What you should do
Please give every line from the start of the records up to and including the line with "box: [255, 429, 302, 487]" as a numbered list, leaving out any blank lines.

**** Provided data ****

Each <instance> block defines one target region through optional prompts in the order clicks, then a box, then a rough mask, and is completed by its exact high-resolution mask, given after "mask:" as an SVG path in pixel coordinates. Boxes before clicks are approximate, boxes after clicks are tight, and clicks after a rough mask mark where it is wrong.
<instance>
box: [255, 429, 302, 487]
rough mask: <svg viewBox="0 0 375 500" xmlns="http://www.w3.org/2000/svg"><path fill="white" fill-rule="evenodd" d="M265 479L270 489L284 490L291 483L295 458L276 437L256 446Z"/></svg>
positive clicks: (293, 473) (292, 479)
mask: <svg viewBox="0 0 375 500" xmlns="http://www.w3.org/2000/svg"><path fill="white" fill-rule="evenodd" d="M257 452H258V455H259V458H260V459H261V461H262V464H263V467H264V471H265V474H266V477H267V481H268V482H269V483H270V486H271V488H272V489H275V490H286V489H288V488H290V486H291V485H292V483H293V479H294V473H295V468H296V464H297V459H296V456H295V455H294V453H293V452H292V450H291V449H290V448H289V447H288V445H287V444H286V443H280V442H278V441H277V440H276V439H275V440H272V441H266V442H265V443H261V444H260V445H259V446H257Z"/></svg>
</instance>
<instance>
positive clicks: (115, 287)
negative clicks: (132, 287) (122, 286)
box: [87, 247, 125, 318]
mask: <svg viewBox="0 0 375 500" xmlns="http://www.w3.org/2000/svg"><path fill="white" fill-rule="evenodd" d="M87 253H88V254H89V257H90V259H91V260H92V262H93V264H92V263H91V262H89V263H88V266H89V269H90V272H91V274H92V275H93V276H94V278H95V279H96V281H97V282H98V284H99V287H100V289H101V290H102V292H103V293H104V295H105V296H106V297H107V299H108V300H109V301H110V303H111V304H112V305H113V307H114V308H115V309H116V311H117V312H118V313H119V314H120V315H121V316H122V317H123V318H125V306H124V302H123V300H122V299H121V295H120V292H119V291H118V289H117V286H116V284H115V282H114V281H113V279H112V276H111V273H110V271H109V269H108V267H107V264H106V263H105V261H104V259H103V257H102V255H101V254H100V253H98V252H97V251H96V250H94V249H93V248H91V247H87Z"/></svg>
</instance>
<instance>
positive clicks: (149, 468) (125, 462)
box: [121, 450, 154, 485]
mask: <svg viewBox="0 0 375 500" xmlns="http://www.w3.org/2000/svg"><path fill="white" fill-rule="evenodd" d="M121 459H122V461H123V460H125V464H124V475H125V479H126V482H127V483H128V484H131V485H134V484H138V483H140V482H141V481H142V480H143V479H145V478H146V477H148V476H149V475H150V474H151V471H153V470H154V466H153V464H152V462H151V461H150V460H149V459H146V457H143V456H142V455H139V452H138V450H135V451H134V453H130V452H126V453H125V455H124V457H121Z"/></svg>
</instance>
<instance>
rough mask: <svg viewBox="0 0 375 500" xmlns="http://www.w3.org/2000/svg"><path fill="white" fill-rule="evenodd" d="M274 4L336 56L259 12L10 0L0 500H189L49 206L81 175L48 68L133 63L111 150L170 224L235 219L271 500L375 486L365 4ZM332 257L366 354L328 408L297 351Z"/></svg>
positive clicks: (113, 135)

****

Answer space
1. Each <instance> block defines one target region through optional prompts in the order clicks, then a box, then a rough mask, and is completed by its exact high-resolution mask, given after "mask:" as an SVG path in pixel coordinates. Boxes before clicks are approximate, boxes after clicks are tight, and clicks after a rough mask mark where it is wrong.
2. <instance>
3. box: [255, 429, 302, 487]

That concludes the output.